━━━ Document section ━━━

Sunday, August 28, 2016

Sunday Walkabout 8-28

I know they're weeds...
but, the morning light on the millet is amazing!
I must admit, when the dogs woke me at 4am on Monday morning, my first thought was not a cheery one. And, I was more than a little afraid that this week was going to be another one of challenges…

The dogs have distinctive barks for different perceived threats, I can generally tell if they have spotted a squirrel, or they are tussling with a critter, or the neighbor is walking her dogs. But, there is a certain tone, a bark with a sense of urgency that simply can’t be ignored. (even in the middle of the night) So I scramble around for my glasses and flashlight and stumble into the darkness on a fairly regular basis.

As I shined the big flashlight around the top paddock, I noticed lots of eyeballs glowing in the brightness. LOTS of eyeballs. Far more than we have sheep. But, they were big and round and blue (I’ve heard that all predators eyes shine orange…and my experience seems to back it up). A fair number of them seemed to be on the lane, so I wasn’t really worried. I just assumed the local deer herd was on the move again. The rest of the farm was so quiet and peaceful; you could hear the sheep grazing. Since nothing really seemed amiss, I turned to head back inside.

Then I heard something that bothered me far more than deer ever would.


Coyotes were howling somewhere in the distance. The dogs kept up a low grumble that would erupt into a full-fledged bark with each yip. Deer and coyotes...that certainly explained the barking.

Coyotes strike fear into the heart of the bravest of shepherds, but there’s not much you can do armed with only a flashlight. They didn’t sound real close and I had no intention of chasing after varmints in the middle of the night in my pajamas and rubber boots.

I end up going out far too often in the middle of the night in response to the dogs. Last week, they were making a racket so  I went out to see what was going on. They had cornered a ‘possum and it was bleeding profusely.  I thought it was dead, so I left it. I reckon it was just “playing ‘possum”, because the Boss couldn’t find it in the daylight and I’m pretty sure he questioned my sanity/ability to see in the dark afterwards. I began to wonder myself this time as I swatted mosquitoes and gnats away from my face. Leaving the dogs to look after the deer (and the coyotes), I went back in the house and tried not to think about what might actually go on out there in the darkness.

━━━ Supplied material ━━━

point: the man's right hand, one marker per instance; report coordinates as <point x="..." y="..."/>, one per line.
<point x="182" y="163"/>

━━━

What to work on
#1 Retype everything in the farm blog post from "Coyotes were howling" down to "and rubber boots.".
#2 Answer these questions about the farm blog post:
(a) At what hour did the dogs wake the writer on Monday morning?
(b) What color were the glowing eyes seen in the top paddock?
(c) What animal had the dogs cornered the week before?
#3 Which items does the farm blog post say the writer had or wore when going out into the dark?
The data that comes after the blog post is separate material.

Full solutions
#1
Coyotes were howling somewhere in the distance. The dogs kept up a low grumble that would erupt into a full-fledged bark with each yip. Deer and coyotes...that certainly explained the barking.

Coyotes strike fear into the heart of the bravest of shepherds, but there’s not much you can do armed with only a flashlight. They didn’t sound real close and I had no intention of chasing after varmints in the middle of the night in my pajamas and rubber boots.

#2
(a) 4am
(b) Blue
(c) A 'possum

#3 Glasses, a flashlight, pajamas, rubber boots